▸ **Requirement**
In the shoulder impingement article, what general advice does the diagnosis of shoulder impingement leave you with?

Shoulder Impingement & Resistance Training: What Powerlifters, Weightlifters and Barbell Strength Athletes Need to Know to Understand Shoulder Injuries (2023)

Have you felt a sharp pain at the tip of your shoulder? Especially when lifting overhead or during a specific portion of the bench press, have you noticed that sharp pain holding you back from expressing your strength? You've probably been diagnosed with shoulder impingement: a vague diagnosis that leaves you with the general advice of "Does that hurt? Don't do that". In the world of lifting, let me tell you: THERE IS A BETTER WAY.

We'll go into an in-depth look as to what shoulder impingement is (and more importantly, what it isn't), how it presents in powerlifting, and different ways to address it.

Source data
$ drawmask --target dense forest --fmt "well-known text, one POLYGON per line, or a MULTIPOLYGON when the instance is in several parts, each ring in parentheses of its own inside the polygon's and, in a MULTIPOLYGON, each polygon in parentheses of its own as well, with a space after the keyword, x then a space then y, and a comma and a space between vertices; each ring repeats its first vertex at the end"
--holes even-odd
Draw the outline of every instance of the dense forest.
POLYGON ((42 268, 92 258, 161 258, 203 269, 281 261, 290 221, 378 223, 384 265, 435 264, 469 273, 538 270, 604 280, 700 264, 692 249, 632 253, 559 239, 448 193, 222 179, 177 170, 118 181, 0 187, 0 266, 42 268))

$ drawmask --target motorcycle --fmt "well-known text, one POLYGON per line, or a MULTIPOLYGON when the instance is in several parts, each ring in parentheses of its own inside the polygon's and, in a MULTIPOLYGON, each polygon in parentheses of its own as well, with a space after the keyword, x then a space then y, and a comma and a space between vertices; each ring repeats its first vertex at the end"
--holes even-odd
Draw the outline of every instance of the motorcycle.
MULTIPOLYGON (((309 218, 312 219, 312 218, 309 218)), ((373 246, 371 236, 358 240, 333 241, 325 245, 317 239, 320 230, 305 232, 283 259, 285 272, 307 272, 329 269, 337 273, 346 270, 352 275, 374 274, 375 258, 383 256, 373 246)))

▸ **Answer box**
"Does that hurt? Don't do that"